- **Teks Hasil Ekstraksi**

--

Mungkin ada yang belum pernah mendengar mengenai Prof. Dr. Ken Soetanto. Putra bangsa yang satu ini merupakan salah satu contoh profil dengan segudang prestasi. Bayangkan saja, 31 paten internasional atas karya-karyanya yang mayoritas dalam bidang elektronika, teknologi informasi, penemuan pengobatan kanker, dan teknik imaging serta bidang farmasi telah tercatat resmi di pemerintah Jepang. Lebih hebatnya, pria kelahiran Surabaya ini berhasil menggondol gelar profesor dan empat doktor dari sejumlah universitas di Jepang pada usia 37 tahun.
Pada tahun 1988-1993, Soetanto yang juga direktur Clinical Education and Science Research Institute (CERSI) ini menjadi associate professor di Drexel University dan School Medicine at Thomas Jefferson University, Philadelphia, USA. Ia juga pernah tercatat sebagai profesor di Biomedical Engineering Program University of Yokohama (TUY). Saat ini Prof Ken Sutanto tercatat sebagai prosefor di almameternya, School of International Liberal Studies (SILS) Waseda University, dan profesor tamu di Venice International University, Italia.

--

- **Data Hasil Ekstraksi**
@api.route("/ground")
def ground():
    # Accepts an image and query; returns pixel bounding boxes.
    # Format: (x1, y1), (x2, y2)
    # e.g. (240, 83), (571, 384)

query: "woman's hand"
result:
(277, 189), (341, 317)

--

- **Tugas 1**
Sebutkan semua bidang yang menjadi bidang mayoritas paten internasional Prof. Ken Soetanto menurut teks tentang tokoh tersebut.
- **Tugas 2**
Jawablah pertanyaan berikut berdasarkan teks tentang Prof. Ken Soetanto.
(a) Berapa jumlah paten internasional atas karya-karyanya yang tercatat resmi di pemerintah Jepang?
(b) Pada tahun berapa saja ia menjadi associate professor di Drexel University?
(c) Di universitas mana ia kini menjadi profesor tamu?
- **Tugas 3**
Tuliskan lanjutan teks tentang Prof. Ken Soetanto setelah kalimat terakhirnya.

- **Jawaban 1**
- elektronika
- teknologi informasi
- penemuan pengobatan kanker
- teknik imaging
- farmasi

- **Jawaban 2**
(a) 31 paten internasional.
(b) 1988-1993.
(c) Venice International University, Italia.

- **Jawaban 3**
Gelar itu dirangkap dengan jabatan wakil dekan di Waseda University. Kemampuan otak pria kelahiran 1951 ini sungguh brilian karena mampu menggabungkan empat disiplin ilmu berbeda. Itu terungkap dari empat gelar doktor yang diperolehnya. Yakni, bidang Applied Electronic Engineering di Tokyo Institute of Technology, Medical Science dari Tohoku University, dan Pharmacy Science di Science University of Tokyo. Yang terakhir adalah doktor bidang ilmu pendidikan di almamater sekaligus tempatnya mengajar Waseda University.
Di luar status kehormatan akademik itu, Prof Ken Soetanto juga masuk birokrasi di Negeri Sakura dan tercatat sebagai komite pengawas (supervisor committee) di METI (Japanese Ministry of Economy, Trade, and Industry atau semacam Menko Perekonomian di RI). Selain itu, beliau juga ikut membidani konsep masa depan Jepang dengan menjadi Japanese Government 21st Century Vision.
Di antara segudang prestasi itu, bisa jadi yang paling membanggakan, khususnya bagi warga Surabaya, adalah latar belakang sekolah dasar dan menengahnya yang ternyata dihabiskan di kota buaya. Soetanto muda mengenyam pendidikan SD swasta di Kapasari, SMP Baliwerti, dan SMA Budiluhur yang dulu menjadi jujugan sekolah warga keturunan Tionghoa.
Soetanto mengaku belum puas. Obsesi terpendamnya adalah bagaimana karya akademisnya bisa dinikmati orang lain. “Saya berbahagia bila bisa menyenangkan orang lain,” katanya mengungkap visi hidupnya.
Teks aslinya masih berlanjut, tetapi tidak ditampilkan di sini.